→ Instructions to follow:
Quote the listing below in its entirety.

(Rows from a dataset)
####################

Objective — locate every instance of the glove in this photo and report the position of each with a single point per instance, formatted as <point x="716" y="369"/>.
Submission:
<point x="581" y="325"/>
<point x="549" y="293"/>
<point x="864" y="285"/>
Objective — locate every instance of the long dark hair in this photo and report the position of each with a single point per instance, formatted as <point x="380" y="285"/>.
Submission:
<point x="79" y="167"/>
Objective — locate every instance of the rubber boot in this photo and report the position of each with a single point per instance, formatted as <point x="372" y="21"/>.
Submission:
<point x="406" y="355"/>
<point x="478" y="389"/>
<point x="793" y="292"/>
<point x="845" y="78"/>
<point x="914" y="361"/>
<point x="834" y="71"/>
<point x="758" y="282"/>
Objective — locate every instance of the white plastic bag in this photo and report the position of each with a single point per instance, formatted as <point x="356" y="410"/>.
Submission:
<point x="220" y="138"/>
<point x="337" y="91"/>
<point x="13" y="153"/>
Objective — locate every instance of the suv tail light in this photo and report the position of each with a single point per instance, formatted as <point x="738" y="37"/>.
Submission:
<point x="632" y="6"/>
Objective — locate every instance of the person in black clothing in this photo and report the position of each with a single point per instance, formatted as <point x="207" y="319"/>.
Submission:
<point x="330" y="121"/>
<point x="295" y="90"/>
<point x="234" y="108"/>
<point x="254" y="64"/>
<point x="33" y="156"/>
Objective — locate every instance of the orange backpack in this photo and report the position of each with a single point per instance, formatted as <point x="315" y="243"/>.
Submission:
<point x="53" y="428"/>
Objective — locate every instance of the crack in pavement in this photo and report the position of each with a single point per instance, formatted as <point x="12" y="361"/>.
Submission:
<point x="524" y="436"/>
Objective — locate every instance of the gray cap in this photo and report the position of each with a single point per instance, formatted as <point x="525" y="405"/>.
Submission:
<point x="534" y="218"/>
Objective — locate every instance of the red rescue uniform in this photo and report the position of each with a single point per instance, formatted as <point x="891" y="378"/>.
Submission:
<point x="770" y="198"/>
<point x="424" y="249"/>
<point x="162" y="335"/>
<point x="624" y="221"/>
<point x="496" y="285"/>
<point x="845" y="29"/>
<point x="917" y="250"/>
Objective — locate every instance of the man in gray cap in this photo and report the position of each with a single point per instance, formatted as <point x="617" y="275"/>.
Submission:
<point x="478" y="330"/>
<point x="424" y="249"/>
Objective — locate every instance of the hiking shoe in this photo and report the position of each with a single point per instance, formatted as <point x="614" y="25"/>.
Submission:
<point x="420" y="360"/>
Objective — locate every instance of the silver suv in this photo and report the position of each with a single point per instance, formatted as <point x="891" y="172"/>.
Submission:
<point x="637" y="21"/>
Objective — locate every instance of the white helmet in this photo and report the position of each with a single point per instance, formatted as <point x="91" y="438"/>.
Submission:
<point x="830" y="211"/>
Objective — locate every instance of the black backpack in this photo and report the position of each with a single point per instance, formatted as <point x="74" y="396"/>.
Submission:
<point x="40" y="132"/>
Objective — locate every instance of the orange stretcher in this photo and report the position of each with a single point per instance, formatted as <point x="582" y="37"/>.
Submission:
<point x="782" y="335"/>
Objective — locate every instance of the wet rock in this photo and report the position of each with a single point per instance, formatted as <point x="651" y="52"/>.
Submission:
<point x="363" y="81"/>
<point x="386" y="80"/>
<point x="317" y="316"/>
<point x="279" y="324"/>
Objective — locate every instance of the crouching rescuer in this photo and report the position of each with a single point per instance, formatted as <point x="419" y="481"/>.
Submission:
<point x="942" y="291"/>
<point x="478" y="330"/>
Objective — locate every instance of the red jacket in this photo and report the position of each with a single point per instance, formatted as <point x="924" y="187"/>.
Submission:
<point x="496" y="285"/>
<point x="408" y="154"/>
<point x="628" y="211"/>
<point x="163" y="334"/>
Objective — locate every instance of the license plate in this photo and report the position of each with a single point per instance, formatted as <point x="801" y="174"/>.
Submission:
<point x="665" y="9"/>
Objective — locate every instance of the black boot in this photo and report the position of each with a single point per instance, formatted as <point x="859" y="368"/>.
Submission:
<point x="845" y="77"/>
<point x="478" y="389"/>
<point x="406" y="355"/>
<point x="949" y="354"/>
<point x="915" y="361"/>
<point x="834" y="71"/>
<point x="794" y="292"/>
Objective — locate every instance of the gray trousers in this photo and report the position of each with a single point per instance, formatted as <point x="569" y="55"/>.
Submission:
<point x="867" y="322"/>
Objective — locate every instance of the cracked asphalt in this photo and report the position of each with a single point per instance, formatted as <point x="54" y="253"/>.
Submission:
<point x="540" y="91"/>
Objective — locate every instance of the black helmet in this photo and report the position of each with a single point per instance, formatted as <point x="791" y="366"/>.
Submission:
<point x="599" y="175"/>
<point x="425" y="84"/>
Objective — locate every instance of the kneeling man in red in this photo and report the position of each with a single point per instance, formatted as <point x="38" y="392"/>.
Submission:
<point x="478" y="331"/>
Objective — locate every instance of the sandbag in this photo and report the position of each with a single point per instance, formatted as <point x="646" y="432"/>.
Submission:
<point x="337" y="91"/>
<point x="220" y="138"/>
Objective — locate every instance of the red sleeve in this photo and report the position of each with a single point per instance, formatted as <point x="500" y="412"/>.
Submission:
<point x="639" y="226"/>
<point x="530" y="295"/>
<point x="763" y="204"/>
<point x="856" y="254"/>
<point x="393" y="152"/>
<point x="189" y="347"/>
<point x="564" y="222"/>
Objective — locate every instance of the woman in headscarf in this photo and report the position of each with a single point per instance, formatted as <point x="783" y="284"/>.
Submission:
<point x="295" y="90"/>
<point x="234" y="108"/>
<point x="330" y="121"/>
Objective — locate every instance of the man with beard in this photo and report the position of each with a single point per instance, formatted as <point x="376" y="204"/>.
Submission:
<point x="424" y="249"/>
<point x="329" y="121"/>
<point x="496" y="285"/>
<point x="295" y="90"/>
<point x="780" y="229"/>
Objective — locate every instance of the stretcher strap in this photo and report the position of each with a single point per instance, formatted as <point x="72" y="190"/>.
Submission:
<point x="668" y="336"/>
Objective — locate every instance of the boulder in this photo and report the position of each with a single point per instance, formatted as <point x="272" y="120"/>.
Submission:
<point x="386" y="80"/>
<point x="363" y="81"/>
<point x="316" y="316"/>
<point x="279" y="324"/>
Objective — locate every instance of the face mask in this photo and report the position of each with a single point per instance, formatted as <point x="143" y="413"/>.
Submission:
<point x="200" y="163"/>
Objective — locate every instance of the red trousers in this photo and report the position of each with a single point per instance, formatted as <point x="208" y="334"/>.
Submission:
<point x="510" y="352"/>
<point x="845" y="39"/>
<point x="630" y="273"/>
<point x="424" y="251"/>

####################

→ Output for this task:
Objective — locate every instance of the glove in this photo and report the position of each with a single point per instance, formatted as <point x="716" y="369"/>.
Submission:
<point x="581" y="325"/>
<point x="549" y="293"/>
<point x="864" y="285"/>
Objective — locate every instance of the long dark hair in this photo and report the position of each with a single point per instance, formatted as <point x="380" y="285"/>.
Submission:
<point x="79" y="167"/>
Objective — locate every instance of the rubber boot in this photo and report the position of each with a single point per instance, formatted as <point x="372" y="21"/>.
Submission:
<point x="406" y="355"/>
<point x="478" y="389"/>
<point x="793" y="292"/>
<point x="845" y="78"/>
<point x="914" y="361"/>
<point x="834" y="71"/>
<point x="758" y="282"/>
Objective — locate every instance of the white plastic bag in this photo and report the position of each with a single point per instance, formatted as <point x="356" y="410"/>.
Submission:
<point x="220" y="138"/>
<point x="337" y="91"/>
<point x="13" y="153"/>
Objective — locate every instance of the suv tail light in this photo and report the position of each with a single point per instance, formatted as <point x="738" y="37"/>.
Submission:
<point x="632" y="6"/>
Objective — locate every instance of the person in black clothing in this photo and report the position of each with a single point per instance, formatted as <point x="207" y="319"/>.
Submission:
<point x="330" y="121"/>
<point x="295" y="90"/>
<point x="234" y="108"/>
<point x="254" y="64"/>
<point x="33" y="156"/>
Objective — locate every instance of the orange backpack in this photo and report the position of each with a single point per instance, formatted as <point x="315" y="243"/>.
Submission:
<point x="53" y="428"/>
Objective — locate every instance of the crack in pavement in this photo and report the position of each with a single point per instance, formatted as <point x="12" y="361"/>.
Submission:
<point x="524" y="436"/>
Objective — locate every instance of the gray cap in this photo and report the position of each with a single point per instance, formatted as <point x="525" y="405"/>.
Submission:
<point x="534" y="218"/>
Objective — locate every instance of the red rescue uniform in this photo and report the position of each with a single point per instance, formatted as <point x="891" y="378"/>.
Submission:
<point x="770" y="198"/>
<point x="424" y="249"/>
<point x="162" y="335"/>
<point x="624" y="221"/>
<point x="496" y="285"/>
<point x="845" y="29"/>
<point x="917" y="250"/>
Objective — locate every instance of the man in gray cap in this photo and report the position of each with a single point per instance, formatted as <point x="617" y="275"/>.
Submission:
<point x="478" y="330"/>
<point x="424" y="249"/>
Objective — locate every instance of the hiking shoe in this photo and report the position of each with a single point per instance, formatted as <point x="614" y="25"/>.
Submission:
<point x="420" y="360"/>
Objective — locate every instance of the silver suv in this photo and report the position of each with a single point per instance, formatted as <point x="891" y="172"/>.
Submission:
<point x="637" y="21"/>
Objective — locate every instance of the white helmet in this photo and report the position of each with a single point per instance, formatted as <point x="91" y="438"/>.
Submission:
<point x="830" y="211"/>
Objective — locate every instance of the black backpack in this photo and report the position of each with a single point per instance, formatted as <point x="74" y="396"/>.
Submission:
<point x="40" y="132"/>
Objective — locate every instance of the orange stretcher in this photo and report the position of each with a single point per instance, formatted as <point x="582" y="37"/>.
Submission:
<point x="782" y="335"/>
Objective — locate every instance of the wet rock in this photo and report the position of each with a single point per instance, formatted as <point x="651" y="52"/>.
Submission:
<point x="363" y="81"/>
<point x="386" y="80"/>
<point x="317" y="316"/>
<point x="279" y="324"/>
Objective — locate every instance of the crouching rescuer in this photo and report the position of each with a single point per instance, formatted as <point x="419" y="481"/>.
Submission:
<point x="942" y="291"/>
<point x="478" y="330"/>
Objective — locate every instance of the red jacket in this photo and report the position of each with a single point per instance, formatted as <point x="924" y="187"/>.
Submission:
<point x="496" y="285"/>
<point x="408" y="154"/>
<point x="628" y="211"/>
<point x="163" y="334"/>
Objective — locate every instance of the license plate in this photo and report the position of each with a single point per instance, formatted as <point x="801" y="174"/>.
Submission:
<point x="665" y="9"/>
Objective — locate every instance of the black boot in this photo and report the position of each with a single point per instance, formatted as <point x="859" y="368"/>.
Submission:
<point x="845" y="77"/>
<point x="478" y="389"/>
<point x="406" y="355"/>
<point x="949" y="354"/>
<point x="915" y="361"/>
<point x="834" y="71"/>
<point x="794" y="292"/>
Objective — locate every instance of the gray trousers in this photo and report the position of each with a single point per instance, formatted as <point x="569" y="55"/>.
Submission:
<point x="867" y="322"/>
Objective — locate every instance of the cracked asphalt in this photo and report the position of each with a single point per instance, formatted as <point x="54" y="253"/>.
Submission:
<point x="540" y="91"/>
Objective — locate every instance of the black helmet in this photo and report the position of each with a single point per instance, formatted as <point x="791" y="366"/>.
Submission:
<point x="599" y="175"/>
<point x="425" y="84"/>
Objective — locate every instance of the kneeling man in red in this photo and report the position of each with a single point per instance, formatted as <point x="38" y="392"/>.
Submission:
<point x="478" y="331"/>
Objective — locate every instance of the sandbag in this photo and report the position of each with a single point per instance, formatted as <point x="646" y="432"/>.
Submission:
<point x="337" y="91"/>
<point x="220" y="138"/>
Objective — locate every instance of the red sleeve in this photo and report the position of each with a single point per instance, formatted as <point x="500" y="412"/>.
Submission:
<point x="639" y="226"/>
<point x="530" y="295"/>
<point x="763" y="204"/>
<point x="856" y="254"/>
<point x="393" y="152"/>
<point x="189" y="347"/>
<point x="564" y="222"/>
Objective — locate every instance of the woman in headscarf in this photo and report the position of each with a single point per instance, formatted as <point x="783" y="284"/>.
Submission:
<point x="295" y="90"/>
<point x="234" y="108"/>
<point x="330" y="121"/>
Objective — locate every instance of the man with beard in this photo and report the position of each with a single point per instance, formatted as <point x="376" y="204"/>.
Submission:
<point x="424" y="249"/>
<point x="329" y="121"/>
<point x="496" y="285"/>
<point x="295" y="90"/>
<point x="780" y="229"/>
Objective — locate every instance of the stretcher strap in this photo and report the position of each with a single point per instance, formatted as <point x="72" y="190"/>.
Submission:
<point x="668" y="336"/>
Objective — locate every instance of the boulder in this photo and report the position of each with a single point per instance, formatted as <point x="272" y="120"/>.
Submission:
<point x="386" y="80"/>
<point x="363" y="81"/>
<point x="316" y="316"/>
<point x="279" y="324"/>
Objective — locate every instance of the face mask in this photo and report the position of each with a single point per instance, formatted as <point x="143" y="413"/>.
Submission:
<point x="200" y="163"/>
Objective — locate every instance of the red trousers in this photo and report the position of each with a single point per instance, formatted as <point x="208" y="334"/>.
Submission:
<point x="510" y="352"/>
<point x="845" y="39"/>
<point x="630" y="273"/>
<point x="424" y="251"/>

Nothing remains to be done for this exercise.